Three things that happened Monday evening sent the shekel down on Tuesday against the U.S. dollar to an exchange rate of 3.64 shekels per USD.
The Bank of Israel’s decision to raise interest rates by 0.5 percentage points, marking the eighth consecutive hike since April; Foreign Minister Eli Cohen’s bizarre tweet urging Finance Minister Bezalel Smotrich “to draft a plan with the Bank of Israel governor to stop the rise in interest rates,” on the grounds that there was no justification for them; and above all, the fact that the first two bills in the government’s plan to weaken the legal system passed their first Knesset votes.
Usually, when Israeli interest rates rise, the shekel grows stronger, because it becomes more worthwhile to invest in shekels and thereby benefit from the high interest rates. But this time, the opposite happened, because the other two events carried greater weight.

### Stored entries
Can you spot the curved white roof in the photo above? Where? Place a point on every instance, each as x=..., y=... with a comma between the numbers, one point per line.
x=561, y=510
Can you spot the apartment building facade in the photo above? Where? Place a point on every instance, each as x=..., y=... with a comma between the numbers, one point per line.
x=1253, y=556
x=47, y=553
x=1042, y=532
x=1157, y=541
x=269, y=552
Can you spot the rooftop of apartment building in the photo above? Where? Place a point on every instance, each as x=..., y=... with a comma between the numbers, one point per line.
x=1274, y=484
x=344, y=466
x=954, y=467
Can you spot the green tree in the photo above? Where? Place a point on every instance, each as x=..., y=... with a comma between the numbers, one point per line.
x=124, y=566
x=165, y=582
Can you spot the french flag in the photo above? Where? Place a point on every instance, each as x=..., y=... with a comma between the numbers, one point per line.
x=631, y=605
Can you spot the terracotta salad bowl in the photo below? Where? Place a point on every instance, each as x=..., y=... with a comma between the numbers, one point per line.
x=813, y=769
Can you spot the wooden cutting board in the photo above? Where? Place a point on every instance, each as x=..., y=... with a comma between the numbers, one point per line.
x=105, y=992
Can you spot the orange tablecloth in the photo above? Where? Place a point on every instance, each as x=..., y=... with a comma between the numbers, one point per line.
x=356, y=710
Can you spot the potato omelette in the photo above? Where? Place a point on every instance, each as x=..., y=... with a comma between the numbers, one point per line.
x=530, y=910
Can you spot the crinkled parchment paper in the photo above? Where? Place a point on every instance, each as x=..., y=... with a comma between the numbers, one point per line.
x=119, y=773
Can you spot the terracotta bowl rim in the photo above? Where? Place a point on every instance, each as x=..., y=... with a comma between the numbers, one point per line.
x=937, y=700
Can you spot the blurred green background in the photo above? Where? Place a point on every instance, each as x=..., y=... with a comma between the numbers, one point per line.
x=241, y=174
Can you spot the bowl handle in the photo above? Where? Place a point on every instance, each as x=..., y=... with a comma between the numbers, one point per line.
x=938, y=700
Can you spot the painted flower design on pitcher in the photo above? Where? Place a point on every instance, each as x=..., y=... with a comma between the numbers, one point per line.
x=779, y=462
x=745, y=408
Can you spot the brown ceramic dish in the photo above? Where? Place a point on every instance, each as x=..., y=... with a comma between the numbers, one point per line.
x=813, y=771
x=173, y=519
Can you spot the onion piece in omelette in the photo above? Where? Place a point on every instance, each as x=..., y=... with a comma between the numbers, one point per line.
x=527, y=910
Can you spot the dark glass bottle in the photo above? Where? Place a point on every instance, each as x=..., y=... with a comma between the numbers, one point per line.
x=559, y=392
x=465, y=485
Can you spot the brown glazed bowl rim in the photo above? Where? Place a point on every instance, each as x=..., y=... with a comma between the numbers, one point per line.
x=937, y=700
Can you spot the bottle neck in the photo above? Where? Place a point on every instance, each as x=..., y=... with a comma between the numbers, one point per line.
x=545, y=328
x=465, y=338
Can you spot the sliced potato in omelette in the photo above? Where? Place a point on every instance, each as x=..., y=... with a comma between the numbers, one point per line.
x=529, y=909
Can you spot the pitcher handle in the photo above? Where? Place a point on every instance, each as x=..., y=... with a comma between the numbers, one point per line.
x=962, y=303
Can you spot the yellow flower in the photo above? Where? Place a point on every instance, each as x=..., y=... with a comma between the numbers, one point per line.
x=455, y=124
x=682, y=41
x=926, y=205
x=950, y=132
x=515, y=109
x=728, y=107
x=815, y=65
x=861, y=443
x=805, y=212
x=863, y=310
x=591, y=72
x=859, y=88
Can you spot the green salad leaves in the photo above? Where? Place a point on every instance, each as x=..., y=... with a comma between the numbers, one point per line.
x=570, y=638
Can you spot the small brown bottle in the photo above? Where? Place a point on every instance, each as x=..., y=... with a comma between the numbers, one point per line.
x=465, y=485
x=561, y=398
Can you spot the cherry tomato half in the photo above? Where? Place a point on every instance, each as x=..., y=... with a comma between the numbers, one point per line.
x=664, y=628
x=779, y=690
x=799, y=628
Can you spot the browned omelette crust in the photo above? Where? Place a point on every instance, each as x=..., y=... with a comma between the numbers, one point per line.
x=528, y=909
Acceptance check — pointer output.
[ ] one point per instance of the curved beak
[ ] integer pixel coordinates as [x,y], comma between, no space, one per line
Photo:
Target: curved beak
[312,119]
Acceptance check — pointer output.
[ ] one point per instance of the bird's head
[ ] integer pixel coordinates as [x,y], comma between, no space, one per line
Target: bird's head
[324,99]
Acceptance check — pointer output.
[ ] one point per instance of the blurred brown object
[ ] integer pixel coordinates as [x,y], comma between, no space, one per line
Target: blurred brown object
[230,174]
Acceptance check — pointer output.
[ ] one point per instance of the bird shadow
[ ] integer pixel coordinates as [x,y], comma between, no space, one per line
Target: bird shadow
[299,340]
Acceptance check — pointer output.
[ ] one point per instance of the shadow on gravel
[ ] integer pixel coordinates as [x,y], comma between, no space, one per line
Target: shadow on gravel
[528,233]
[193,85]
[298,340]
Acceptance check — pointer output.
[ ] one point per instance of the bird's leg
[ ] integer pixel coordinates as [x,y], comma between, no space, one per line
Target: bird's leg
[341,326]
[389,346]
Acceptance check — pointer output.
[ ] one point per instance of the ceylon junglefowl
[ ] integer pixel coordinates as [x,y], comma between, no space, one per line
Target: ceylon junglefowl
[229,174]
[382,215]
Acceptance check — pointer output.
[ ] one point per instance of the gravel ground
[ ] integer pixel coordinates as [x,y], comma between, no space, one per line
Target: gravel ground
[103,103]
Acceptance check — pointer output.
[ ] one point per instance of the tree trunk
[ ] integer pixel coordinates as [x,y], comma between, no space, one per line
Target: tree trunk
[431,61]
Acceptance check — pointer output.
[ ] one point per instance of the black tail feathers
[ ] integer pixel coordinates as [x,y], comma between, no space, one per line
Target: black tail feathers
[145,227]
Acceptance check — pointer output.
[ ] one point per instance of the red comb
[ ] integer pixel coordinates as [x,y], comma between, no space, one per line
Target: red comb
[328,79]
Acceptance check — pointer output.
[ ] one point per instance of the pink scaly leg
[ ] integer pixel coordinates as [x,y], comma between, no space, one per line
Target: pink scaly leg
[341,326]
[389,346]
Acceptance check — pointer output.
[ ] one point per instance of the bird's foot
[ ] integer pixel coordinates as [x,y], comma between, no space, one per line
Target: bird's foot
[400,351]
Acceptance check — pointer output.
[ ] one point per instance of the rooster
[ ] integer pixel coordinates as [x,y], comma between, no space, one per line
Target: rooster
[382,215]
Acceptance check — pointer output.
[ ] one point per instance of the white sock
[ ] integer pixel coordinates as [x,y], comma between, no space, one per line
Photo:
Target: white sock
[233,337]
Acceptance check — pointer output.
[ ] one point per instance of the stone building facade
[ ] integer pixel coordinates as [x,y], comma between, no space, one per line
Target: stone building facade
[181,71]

### Assignment
Return the full passage on the shekel's drop against the dollar, word for word.

### Worked solution
Three things that happened Monday evening sent the shekel down on Tuesday against the U.S. dollar to an exchange rate of 3.64 shekels per USD.
The Bank of Israel’s decision to raise interest rates by 0.5 percentage points, marking the eighth consecutive hike since April; Foreign Minister Eli Cohen’s bizarre tweet urging Finance Minister Bezalel Smotrich “to draft a plan with the Bank of Israel governor to stop the rise in interest rates,” on the grounds that there was no justification for them; and above all, the fact that the first two bills in the government’s plan to weaken the legal system passed their first Knesset votes.
Usually, when Israeli interest rates rise, the shekel grows stronger, because it becomes more worthwhile to invest in shekels and thereby benefit from the high interest rates. But this time, the opposite happened, because the other two events carried greater weight.